━━━━━ RECORDS FOR THE EXERCISE ━━━━━

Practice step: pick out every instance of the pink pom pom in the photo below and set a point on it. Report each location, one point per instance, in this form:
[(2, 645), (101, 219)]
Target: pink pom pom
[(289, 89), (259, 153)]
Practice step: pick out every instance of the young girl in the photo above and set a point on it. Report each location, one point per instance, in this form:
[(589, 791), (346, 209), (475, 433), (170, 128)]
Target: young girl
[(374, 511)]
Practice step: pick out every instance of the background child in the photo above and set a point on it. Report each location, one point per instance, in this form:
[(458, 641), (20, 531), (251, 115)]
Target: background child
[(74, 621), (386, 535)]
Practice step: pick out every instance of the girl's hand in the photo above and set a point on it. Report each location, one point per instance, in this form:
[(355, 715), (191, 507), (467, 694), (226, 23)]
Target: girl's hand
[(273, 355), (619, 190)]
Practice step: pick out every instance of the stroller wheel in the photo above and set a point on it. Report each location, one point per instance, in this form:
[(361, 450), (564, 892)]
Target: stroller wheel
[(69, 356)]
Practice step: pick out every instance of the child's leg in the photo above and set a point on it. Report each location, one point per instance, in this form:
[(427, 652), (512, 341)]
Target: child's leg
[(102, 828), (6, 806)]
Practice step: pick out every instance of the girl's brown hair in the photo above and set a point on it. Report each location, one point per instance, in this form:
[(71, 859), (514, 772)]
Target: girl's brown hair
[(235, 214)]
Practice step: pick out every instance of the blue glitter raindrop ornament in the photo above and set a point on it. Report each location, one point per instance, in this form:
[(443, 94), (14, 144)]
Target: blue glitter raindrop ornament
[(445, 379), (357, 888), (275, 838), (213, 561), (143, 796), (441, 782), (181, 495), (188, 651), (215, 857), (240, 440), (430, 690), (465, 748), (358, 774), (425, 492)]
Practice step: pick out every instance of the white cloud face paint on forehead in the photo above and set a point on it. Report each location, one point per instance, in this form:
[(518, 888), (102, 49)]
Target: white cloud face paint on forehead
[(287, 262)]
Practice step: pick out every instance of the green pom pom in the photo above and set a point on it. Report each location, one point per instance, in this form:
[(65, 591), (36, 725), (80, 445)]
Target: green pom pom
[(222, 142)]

━━━━━

▸ **WHAT THIS TASK INVOLVES**
Would you please filter the lines above and copy every one that includes "each"?

▸ **EXPECTED ANSWER**
Practice step: pick out every instance of the pink pom pom in the photo below and set a point on it. Report each location, one point per instance, in this form:
Practice step: pick out every instance of the young girl in the photo above and set a point on it. Report each location, one point per instance, in this form:
Practice step: pick out every instance of the background child in the photo above and set a point on it. Report each location, one point per instance, in this form:
Practice step: pick out every instance of the girl's hand in the photo above and set a point on it. Report each location, one point per instance, in this form:
Practice step: pick out every instance of the stroller wheel in the photo above and set a point on it. Report each location, one point per instance, in this form:
Practice step: pick out every instance of the child's leg in the photo above and set a point on it. Report each location, one point per instance, in this form:
Practice step: pick out every instance of the girl's brown hair in the photo above and set a point on it. Report each location, one point per instance, in this form:
Practice step: pick out every instance of the blue glitter raindrop ornament in the photo above and set a point on it. Report each location, one point per instance, in this form:
Practice step: pick out every instance of the white cloud face paint on forehead in the photo above and set a point on it. Report each location, one point per instance, in this form:
Practice step: pick out every instance of the green pom pom in the photo above and set a point on it. Report each location, one point per instance, in this form:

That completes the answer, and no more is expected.